• What the task asks: Leave no picture in, and give every entry again exactly.

[Opening Data section]

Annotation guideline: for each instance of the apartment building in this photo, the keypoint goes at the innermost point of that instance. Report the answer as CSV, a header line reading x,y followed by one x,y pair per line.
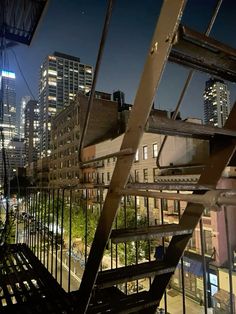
x,y
62,76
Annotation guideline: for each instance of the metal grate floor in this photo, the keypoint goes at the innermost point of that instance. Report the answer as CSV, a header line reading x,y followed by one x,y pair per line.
x,y
27,287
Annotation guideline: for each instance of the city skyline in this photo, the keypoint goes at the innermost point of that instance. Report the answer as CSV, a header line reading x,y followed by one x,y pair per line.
x,y
75,28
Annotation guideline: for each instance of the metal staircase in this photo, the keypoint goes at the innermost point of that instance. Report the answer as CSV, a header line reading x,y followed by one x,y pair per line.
x,y
98,292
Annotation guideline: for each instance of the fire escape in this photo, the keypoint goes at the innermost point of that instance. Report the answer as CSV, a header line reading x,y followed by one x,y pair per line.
x,y
36,290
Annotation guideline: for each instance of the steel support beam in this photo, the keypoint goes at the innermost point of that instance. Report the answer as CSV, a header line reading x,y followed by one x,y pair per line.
x,y
166,126
161,45
222,152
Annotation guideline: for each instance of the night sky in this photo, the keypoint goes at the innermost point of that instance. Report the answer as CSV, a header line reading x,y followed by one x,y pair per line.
x,y
74,27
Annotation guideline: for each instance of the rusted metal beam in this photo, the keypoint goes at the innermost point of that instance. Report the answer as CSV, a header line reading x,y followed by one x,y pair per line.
x,y
198,51
108,278
222,151
166,126
123,152
213,198
169,186
147,233
156,60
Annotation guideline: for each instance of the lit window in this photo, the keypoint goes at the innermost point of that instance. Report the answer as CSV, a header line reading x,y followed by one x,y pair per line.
x,y
145,156
154,150
52,72
145,175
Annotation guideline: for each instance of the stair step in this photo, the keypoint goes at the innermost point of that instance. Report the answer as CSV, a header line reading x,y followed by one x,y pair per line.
x,y
196,50
165,185
118,302
147,233
112,277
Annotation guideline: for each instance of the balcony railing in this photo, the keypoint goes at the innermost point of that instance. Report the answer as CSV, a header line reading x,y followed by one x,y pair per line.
x,y
58,225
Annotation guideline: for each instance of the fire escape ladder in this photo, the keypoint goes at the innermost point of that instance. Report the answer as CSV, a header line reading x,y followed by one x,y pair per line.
x,y
96,287
222,152
161,45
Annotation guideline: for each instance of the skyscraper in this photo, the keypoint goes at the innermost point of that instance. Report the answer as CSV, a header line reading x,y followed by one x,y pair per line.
x,y
8,104
31,131
61,77
21,117
216,102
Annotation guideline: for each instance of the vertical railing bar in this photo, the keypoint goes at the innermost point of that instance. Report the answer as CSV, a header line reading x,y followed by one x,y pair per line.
x,y
182,265
163,244
70,223
31,227
35,224
229,261
125,226
204,265
48,238
44,227
52,232
26,222
136,242
38,217
62,231
86,227
41,224
116,245
149,242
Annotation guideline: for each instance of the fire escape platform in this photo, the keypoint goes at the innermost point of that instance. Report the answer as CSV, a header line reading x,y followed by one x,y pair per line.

[Closing Data section]

• Task response:
Annotation guideline: for each instance of the apartment building in this photo, the keypoint goes at the innermost point of that instance. Report the answer as CSV, a header line reading x,y followed by one x,y pair per line.
x,y
62,76
Annotation guideline: for each instance of the metal grate floor in this photo, the keypoint goes at the innermost point of that instance. Report the answer as CSV, a header line reading x,y followed by one x,y pair per line.
x,y
27,287
Annotation guideline: for each instance of the city skyline in this photo, the keypoint goes at the innermost point of that instance. Report the answer as CSV, a header line reading x,y followed by one x,y pair per line.
x,y
75,28
Annotation guideline: for each instance of the metal staircase in this photo, the keypoint goes at the innermost point of that instance. Report the answer as CSV, a header line reading x,y followed by one x,y pair per line.
x,y
98,292
Annotation guideline: for each instance of the fire escape in this photo, the keypoint goes at the innermost point of that instance. Report the answer as CSV, a header line reading x,y followed by one x,y pair per line.
x,y
36,290
Annotation guideline: for each instance of the steel support beam in this photo, the keypoint goes at the innermost point of that instance. Report the answer as CSV, a header line reading x,y followed by one x,y pair per line.
x,y
166,126
161,45
222,152
Annotation guideline: for each instance of the night sky in this photo, the keypoint goes at the innermost point of that instance. Report the answer as CSV, a header line reading x,y followed by one x,y pair per line.
x,y
74,27
Annotation guideline: for each instance of the rusted metal beam in this photo, the keypoint goes at the innermost point of that instance. Report the answer as CSV, a header line reading x,y followed by one x,y pair per line.
x,y
198,51
108,278
222,151
166,126
123,152
213,198
169,186
147,233
156,60
Annotation guideline: for each instance of the lit window in this photo, the keypoint goes at the innermost point of that instance. Report the answer as CSV, a header line reading x,y followed by one x,y pair per line.
x,y
145,156
154,150
52,72
145,175
Annotation guideline: for each instance of the stair step in this photo, the keypoint goes at the innermost point of that instance. Report the answer as CSV, a header line reading x,y followed by one x,y pair per line.
x,y
196,50
165,185
118,302
147,233
112,277
Annotation guideline: for each instance of the balcony railing in this photo, the keypoint goes at the innermost point of that instance. Report the answer as CSV, a header line reading x,y followed by one x,y pair per line.
x,y
58,225
Annotation guideline: for each instance of the fire escape ladder in this photo, the keypoint goes at the innermost point of that instance. Report the answer as CSV, a header line reading x,y followed by one x,y pair per line.
x,y
96,287
222,152
161,45
Annotation guideline: for each instance of the skyscraper in this photo, the keypoint goes at the innermost point of that instance. Report the answer as CSV, a header line reading x,y followed by one x,y pair per line.
x,y
8,104
31,131
61,77
21,117
216,102
Annotation guideline: for each instance of the vertical railing bar in this photo, the keypoint goes at the innermost point of that instance. Report the answer as CSV, a header line reading x,y followed by one x,y pair per line.
x,y
182,265
163,244
70,223
31,227
35,224
229,261
125,226
204,265
48,238
44,227
52,232
26,222
136,242
38,217
62,231
86,227
41,224
116,245
149,242
Annotation guideline: for each instance of the fire escape platform in this photo, the keypoint goes at the innermost point of that instance. Report the answer as CSV, a header line reading x,y followed by one x,y pair per line.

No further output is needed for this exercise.